Range to output from the entries below: the line containing "point: dog's head" through the line containing "point: rear door". Set it down exactly, ends included, nothing else.

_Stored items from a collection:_
══════════════════════════════
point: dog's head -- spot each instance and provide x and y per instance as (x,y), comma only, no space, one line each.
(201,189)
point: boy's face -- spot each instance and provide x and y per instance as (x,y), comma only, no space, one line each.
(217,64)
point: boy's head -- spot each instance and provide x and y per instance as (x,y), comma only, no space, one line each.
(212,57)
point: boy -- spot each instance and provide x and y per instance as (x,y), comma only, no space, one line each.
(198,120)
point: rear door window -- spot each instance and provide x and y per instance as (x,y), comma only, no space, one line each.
══════════════════════════════
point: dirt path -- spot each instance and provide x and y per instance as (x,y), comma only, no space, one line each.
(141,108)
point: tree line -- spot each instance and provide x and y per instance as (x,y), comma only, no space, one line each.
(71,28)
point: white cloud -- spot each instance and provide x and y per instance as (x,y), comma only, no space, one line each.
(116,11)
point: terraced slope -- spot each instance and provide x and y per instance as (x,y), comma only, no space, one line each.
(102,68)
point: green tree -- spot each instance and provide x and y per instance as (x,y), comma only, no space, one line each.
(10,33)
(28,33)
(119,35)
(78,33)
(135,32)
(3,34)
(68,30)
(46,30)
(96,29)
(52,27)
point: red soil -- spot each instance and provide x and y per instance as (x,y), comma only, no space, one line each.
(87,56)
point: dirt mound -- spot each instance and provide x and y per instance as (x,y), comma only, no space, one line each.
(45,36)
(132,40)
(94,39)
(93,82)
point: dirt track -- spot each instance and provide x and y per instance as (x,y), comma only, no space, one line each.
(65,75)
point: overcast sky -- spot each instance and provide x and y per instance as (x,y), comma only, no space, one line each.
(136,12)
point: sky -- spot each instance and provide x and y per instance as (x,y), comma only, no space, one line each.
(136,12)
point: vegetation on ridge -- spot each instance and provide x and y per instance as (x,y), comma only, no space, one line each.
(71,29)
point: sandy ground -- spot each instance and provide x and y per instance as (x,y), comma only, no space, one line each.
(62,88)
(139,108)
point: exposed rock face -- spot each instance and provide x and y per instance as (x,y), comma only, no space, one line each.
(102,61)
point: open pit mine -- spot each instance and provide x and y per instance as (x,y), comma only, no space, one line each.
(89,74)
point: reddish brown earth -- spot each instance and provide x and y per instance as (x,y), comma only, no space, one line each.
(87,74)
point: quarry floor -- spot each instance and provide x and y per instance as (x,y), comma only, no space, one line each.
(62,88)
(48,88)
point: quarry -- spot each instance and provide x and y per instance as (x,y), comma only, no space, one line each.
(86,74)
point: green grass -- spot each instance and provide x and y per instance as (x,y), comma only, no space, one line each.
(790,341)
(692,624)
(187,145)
══════════════════════════════
_Answer to this problem:_
point: dog's head -- spot each instance and provide x and y per instance as (x,y), comma only, no space, one line each.
(201,189)
point: boy's face -- spot each instance and provide x and y per instance as (x,y), comma only, no space, one line each.
(217,64)
point: boy's head -- spot each instance and provide x and y per instance as (x,y), comma only, no space, one line each.
(212,57)
point: boy -- spot each instance and provide x and y per instance as (x,y), comma only, no space, one line each.
(198,120)
point: rear door window -- spot each instance and provide x and y per instance as (x,y), comma only, no space, one line each.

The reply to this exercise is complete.